→ **What is being asked**: Return only the lines running from the top of the entries to the line with "rough mask: <svg", inclusive, exactly as written.

————

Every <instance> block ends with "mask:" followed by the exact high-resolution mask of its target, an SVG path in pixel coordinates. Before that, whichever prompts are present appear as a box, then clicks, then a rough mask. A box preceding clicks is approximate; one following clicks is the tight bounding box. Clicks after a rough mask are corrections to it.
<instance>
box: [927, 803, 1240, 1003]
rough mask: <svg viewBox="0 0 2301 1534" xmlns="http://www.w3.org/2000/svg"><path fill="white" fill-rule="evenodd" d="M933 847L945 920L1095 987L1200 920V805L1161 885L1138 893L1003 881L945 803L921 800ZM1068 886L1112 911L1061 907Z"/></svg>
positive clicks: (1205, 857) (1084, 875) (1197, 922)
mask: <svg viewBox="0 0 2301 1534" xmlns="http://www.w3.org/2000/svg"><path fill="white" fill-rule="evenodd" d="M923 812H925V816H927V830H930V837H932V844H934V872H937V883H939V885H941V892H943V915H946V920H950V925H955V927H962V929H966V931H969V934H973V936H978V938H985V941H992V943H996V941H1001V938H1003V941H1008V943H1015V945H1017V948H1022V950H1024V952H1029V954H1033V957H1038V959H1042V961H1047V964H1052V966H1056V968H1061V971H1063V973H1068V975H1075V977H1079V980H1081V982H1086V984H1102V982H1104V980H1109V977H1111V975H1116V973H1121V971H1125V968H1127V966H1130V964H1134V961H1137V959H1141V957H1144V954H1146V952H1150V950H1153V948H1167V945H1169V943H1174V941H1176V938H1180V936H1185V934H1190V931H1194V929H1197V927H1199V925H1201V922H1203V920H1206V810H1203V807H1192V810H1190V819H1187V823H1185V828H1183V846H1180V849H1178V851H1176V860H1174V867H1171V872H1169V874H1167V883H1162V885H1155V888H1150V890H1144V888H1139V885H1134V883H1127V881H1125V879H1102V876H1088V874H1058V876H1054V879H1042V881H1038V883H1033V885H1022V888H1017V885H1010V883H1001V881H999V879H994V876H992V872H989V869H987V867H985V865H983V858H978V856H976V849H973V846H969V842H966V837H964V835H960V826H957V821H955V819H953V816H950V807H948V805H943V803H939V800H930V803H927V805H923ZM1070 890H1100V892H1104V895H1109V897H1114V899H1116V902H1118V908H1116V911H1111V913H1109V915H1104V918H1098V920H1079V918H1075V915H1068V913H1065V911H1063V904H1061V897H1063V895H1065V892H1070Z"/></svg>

————

→ **Worked solution**:
Every <instance> block ends with "mask:" followed by the exact high-resolution mask of its target, an SVG path in pixel coordinates. Before that, whichever prompts are present appear as a box, then clicks, then a rough mask. A box preceding clicks is approximate; one following clicks is the tight bounding box. Clicks after a rough mask are corrections to it.
<instance>
box: [927, 803, 1240, 1003]
rough mask: <svg viewBox="0 0 2301 1534" xmlns="http://www.w3.org/2000/svg"><path fill="white" fill-rule="evenodd" d="M933 847L945 920L1095 987L1200 920V805L1161 885L1138 893L1003 881L945 803L921 800ZM1068 886L1112 911L1061 907Z"/></svg>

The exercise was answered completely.